THAT MONEY SHOW asked Barbara Brotman, a well known financial reporter at the CHICAGO TRIBUNE, to sit in and act as a student during an impromptu master-class in mutual funds. Barbara runs her family like a business, and is responsible for many of their investment decisions. But by her own definition, this well seasoned reporter would rather sift through trash than read her 401k statement. To help her get a grip on just what her mutual funds are doing, she and Betsy Karetnick, host and managing editor of THAT MONEY SHOW, talked with Morningstar Funds Managing Director Don Philips about understanding how mutual funds work and how to tell the differences between them.

Why Choose Mutual Funds?

Brotman: Does anyone really know how to pick these things, or are dartboards the best way to choose?

Philips: I think we can figure out which characteristics different funds have and then work on finding the right match between you as an investor, your goals, and the many different funds.

** EXTRACTED MATERIAL **
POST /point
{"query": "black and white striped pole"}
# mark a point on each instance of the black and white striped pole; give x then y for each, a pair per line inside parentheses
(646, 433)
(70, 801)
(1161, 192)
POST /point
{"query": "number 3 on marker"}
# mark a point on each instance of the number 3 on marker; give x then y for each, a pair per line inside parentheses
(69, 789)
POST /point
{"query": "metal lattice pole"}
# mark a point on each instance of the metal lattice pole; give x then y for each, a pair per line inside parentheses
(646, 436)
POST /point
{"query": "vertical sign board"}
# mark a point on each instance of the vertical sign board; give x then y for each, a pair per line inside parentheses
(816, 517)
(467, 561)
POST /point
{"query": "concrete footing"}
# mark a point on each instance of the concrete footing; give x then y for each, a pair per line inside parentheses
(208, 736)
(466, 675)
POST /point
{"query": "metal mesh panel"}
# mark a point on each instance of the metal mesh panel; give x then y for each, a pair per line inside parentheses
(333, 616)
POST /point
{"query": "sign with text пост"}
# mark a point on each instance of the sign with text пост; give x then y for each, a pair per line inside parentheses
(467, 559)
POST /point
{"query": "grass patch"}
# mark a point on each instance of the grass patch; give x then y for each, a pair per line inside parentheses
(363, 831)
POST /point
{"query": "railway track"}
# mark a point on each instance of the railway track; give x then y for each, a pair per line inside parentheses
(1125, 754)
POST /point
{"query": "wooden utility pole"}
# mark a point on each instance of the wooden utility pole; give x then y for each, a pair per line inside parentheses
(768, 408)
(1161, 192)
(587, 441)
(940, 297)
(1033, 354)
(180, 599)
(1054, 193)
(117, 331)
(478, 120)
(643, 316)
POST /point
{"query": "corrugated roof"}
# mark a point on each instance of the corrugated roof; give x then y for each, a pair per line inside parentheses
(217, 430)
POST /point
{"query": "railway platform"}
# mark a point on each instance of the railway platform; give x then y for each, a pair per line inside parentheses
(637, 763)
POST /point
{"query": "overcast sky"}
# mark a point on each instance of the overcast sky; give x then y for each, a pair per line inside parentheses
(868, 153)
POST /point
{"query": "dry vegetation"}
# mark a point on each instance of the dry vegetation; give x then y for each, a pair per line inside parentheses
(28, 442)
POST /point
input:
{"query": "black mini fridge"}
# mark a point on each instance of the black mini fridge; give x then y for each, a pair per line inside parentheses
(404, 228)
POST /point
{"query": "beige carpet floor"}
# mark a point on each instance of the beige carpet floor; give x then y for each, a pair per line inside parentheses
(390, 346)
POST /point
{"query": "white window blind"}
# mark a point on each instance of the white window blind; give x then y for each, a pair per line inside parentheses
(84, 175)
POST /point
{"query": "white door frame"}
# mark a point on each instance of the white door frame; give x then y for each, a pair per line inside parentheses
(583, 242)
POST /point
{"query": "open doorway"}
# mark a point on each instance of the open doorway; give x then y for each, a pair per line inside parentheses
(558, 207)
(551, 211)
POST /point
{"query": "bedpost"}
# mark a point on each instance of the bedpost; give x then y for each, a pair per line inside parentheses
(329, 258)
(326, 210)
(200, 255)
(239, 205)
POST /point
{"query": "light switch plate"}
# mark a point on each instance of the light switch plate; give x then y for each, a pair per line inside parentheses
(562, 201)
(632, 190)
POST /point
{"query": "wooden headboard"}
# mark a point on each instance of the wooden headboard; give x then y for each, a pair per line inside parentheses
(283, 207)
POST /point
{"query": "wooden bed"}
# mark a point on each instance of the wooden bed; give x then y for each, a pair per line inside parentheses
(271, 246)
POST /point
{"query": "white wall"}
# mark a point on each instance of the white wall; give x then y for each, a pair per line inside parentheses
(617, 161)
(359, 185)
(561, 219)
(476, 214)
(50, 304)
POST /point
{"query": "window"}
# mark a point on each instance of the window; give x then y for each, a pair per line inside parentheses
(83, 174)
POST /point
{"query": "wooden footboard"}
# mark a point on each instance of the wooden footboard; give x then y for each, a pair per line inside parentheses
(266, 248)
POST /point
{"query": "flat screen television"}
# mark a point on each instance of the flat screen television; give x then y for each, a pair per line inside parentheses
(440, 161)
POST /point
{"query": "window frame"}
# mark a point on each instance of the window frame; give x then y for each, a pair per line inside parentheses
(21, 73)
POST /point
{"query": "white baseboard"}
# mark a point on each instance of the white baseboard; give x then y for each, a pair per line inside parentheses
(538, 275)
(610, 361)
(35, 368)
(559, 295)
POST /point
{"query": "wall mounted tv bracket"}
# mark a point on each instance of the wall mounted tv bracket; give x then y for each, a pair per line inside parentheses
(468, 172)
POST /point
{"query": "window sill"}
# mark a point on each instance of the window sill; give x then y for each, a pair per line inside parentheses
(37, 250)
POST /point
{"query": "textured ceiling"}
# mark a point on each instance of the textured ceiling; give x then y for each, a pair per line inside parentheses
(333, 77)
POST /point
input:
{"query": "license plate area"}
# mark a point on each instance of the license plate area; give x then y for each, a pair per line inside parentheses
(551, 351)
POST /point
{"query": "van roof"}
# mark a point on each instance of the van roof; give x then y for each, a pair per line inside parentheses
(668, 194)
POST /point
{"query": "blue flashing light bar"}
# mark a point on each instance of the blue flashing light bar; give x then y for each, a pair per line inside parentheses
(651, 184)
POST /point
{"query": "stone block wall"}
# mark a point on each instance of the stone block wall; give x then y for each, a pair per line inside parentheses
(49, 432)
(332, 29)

** TASK REQUIREMENTS **
a) Write down the part of the mutual funds interview starting at "Why Choose Mutual" and ending at "many different funds.", word for word.
b) Carry the mutual funds interview forward from its last line.

** ANSWERS TO THE TASKS **
a)
Why Choose Mutual Funds?

Brotman: Does anyone really know how to pick these things, or are dartboards the best way to choose?

Philips: I think we can figure out which characteristics different funds have and then work on finding the right match between you as an investor, your goals, and the many different funds.

b)
Karetnick: Why would she want a mutual fund? Why not stocks or bonds?

Philips: I think there are three main advantages. First is instant diversification -- when you buy a stock, you're buying one company in one industry. Your fate is very much tied to a lot of thing that may be out of your control. Second is professional management -- someone who's doing the due diligience on these companies, presumably troubleshooting them, trying to identify the stronger and weaker companies. Third is simply the convenience of a mutual fund.

Setting Goals

Philips: What are you trying to achieve? Why are you an investor? What are you goals? What's your time horizon?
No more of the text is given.